■ **Arbeitsaufträge**:
[A] Schreiben Sie aus dem Text über die Corona-Impfung in Hausarztpraxen die Stelle ab, die bei den Worten „Die Impfexperten arbeiten“ beginnt und nach den Worten „Corona impfen sollen.“ endet.
[B] Wie lässt sich der Absatz aus dem Text über die Corona-Impfung in Hausarztpraxen, der mit „Johannes Friedhoff, Hausarzt“ beginnt, als kurze Stichpunktliste mit seinen wichtigsten Aussagen wiedergeben?
[C] Wie könnte der Text über die Corona-Impfung in Hausarztpraxen weitergehen? Schreiben Sie ihn im Anschluss an seinen letzten Satz fort.

------ Übungstext ------

Die Impfexperten arbeiten in den Hausarztpraxen, so sieht es Dr. Matthias Schlochtermeier aus Hürth.

  • Wir haben Hausärzte aus dem Rhein-Erft-Kreis gefragt, was sie davon halten, dass sie bald auch gegen Corona impfen sollen.
  • Viele Praxen wären schon heute auf den Impfstart vorbereitet.
  • Heftige Kritik gibt es jedoch an der Politik und Unterstellungen von Politikern. Ein Arzt spricht von einer Frechheit.

Rhein-Erft-Kreis – Eine Impfung gegen das Coronavirus sollen demnächst auch Hausärzte ihren Patienten verabreichen dürfen. Das haben die Beratungen der Gesundheitsminister von Bund und Ländern ergeben. Wann genau, hängt davon ab, wie viel Impfstoff zur Verfügung stehe. Aber spätestens zum 19. April soll es losgehen, heißt es in Berlin.

Johannes Friedhoff, Hausarzt in einer Gemeinschaftspraxis an der Bergheimer Hauptstraße, meint, diesen Schritt hätte man schon deutlich früher gehen sollen. „Wir sehen das als unsere ganz zentrale Aufgabe.“ Er und seine Kolleginnen und Kollegen würden am liebsten jeden Tag rund um die Uhr impfen, „vielleicht sogar am Wochenende“. Um das hinzubekommen, würde er Arbeitsabläufe neu strukturieren. „Wir müssen das dann hinkriegen.“ Johannes Friedhoff hält es nicht für besonders praktikabel und teilweise auch nicht möglich, dass 90-Jährige die Reise zum Impfzentrum antreten müssten.

------ Angezeigte Einträge ------

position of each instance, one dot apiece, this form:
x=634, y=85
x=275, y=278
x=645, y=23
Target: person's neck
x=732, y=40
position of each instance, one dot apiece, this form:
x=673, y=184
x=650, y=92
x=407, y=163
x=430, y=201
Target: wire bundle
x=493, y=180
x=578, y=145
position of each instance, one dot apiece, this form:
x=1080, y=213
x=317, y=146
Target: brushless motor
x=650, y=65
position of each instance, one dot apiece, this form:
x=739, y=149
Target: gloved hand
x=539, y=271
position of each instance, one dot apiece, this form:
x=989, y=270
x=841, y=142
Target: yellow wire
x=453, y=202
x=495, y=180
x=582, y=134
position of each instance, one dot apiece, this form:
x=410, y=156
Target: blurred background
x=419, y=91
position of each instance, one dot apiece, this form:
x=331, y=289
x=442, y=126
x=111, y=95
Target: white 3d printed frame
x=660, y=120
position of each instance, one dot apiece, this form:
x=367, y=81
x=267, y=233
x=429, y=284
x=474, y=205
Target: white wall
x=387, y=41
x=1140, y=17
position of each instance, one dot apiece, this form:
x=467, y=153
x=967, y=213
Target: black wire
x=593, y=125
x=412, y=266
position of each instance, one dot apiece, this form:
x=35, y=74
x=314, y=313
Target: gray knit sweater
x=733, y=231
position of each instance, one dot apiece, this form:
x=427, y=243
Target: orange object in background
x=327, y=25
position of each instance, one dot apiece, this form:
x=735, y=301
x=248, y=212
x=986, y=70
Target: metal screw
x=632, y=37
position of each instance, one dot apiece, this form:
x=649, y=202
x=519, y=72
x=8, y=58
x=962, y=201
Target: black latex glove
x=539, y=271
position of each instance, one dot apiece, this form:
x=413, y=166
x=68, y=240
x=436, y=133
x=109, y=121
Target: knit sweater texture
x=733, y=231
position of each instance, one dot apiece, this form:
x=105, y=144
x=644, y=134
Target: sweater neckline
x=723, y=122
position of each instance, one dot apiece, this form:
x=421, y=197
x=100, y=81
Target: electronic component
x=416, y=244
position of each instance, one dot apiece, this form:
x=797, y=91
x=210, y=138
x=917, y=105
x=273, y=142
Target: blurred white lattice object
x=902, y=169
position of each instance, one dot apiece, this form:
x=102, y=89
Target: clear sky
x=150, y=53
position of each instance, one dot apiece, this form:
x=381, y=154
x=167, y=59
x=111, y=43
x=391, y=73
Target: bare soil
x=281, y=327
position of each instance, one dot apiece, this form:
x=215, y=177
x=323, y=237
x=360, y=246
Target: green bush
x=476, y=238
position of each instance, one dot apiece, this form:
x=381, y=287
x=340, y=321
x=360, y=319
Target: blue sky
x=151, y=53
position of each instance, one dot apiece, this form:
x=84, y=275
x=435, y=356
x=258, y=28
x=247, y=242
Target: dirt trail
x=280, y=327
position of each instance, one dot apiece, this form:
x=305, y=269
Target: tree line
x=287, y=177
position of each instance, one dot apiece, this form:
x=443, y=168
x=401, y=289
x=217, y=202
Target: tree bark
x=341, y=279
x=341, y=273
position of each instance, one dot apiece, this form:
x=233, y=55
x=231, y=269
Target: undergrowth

------

■ **Lösungen**:
[A]
Die Impfexperten arbeiten in den Hausarztpraxen, so sieht es Dr. Matthias Schlochtermeier aus Hürth.

  • Wir haben Hausärzte aus dem Rhein-Erft-Kreis gefragt, was sie davon halten, dass sie bald auch gegen Corona impfen sollen.

[B]
- Johannes Friedhoff, Hausarzt in einer Gemeinschaftspraxis an der Bergheimer Hauptstraße, meint, der Schritt hätte deutlich früher kommen sollen.
- Das Impfen sieht er als ganz zentrale Aufgabe der Hausärzte.
- Er und seine Kolleginnen und Kollegen würden am liebsten jeden Tag rund um die Uhr impfen, vielleicht sogar am Wochenende.
- Dafür würde er die Arbeitsabläufe neu strukturieren.
- Dass 90-Jährige zum Impfzentrum reisen müssen, hält er für wenig praktikabel und teilweise für unmöglich.

[C]
Hürther Arzt impft jedes Jahr 1000 Patienten gegen Grippe

„Ich fordere seit Januar, dass wir impfen. Wir können in den Hausarztpraxen jeden zugelassenen Impfstoff verimpfen, wir sind die Impfexperten“, sagt auch Dr. Matthias Schlochtermeier, Sprecher der Kassenärztlichen Vereinigung (KV) Rhein-Erft. In seiner Praxis in Efferen impfe er jedes Jahr mehr als 1000 Patienten gegen Grippe. „Es ist eine ähnliche Klientel wie in der ersten und zweiten Impfphase, es sind Ältere und Kranke.“

Aktuell arbeite die KV Nordrhein mit Hochdruck an einem Konzept. Sie sei der Ansicht, dass alle niedergelassenen Ärzte gegen Covid-19 impfen sollten. „Doch da zieht das Land nicht mit. Das MAGS (Ministerium für Arbeit, Gesundheit und Soziales des Landes Nordrhein-Westfalen, d. Red.) möchte den Kreis auf Hals-Nasen-Ohrenärzte, Onkologen und Hausärzte reduzieren.“

Bevor auch Ärzte in ihren Praxen impfen, müssten die Themen Haftung, Dokumentation und Bezahlung geklärt sein. „Die Ärzte müssen von der Haftung befreit werden, wie in den Impfzentren.“ Die Bezahlung sei noch nicht abschließend geklärt, ebenso wie die Dokumentation. „Die Daten müssen tagesaktuell an das Robert Koch-Institut geschickt werden. Die KV Nordrhein kann das, sie hat eine entsprechende leistungsfähige Software“, sagt der 50 Jahre alte Mediziner.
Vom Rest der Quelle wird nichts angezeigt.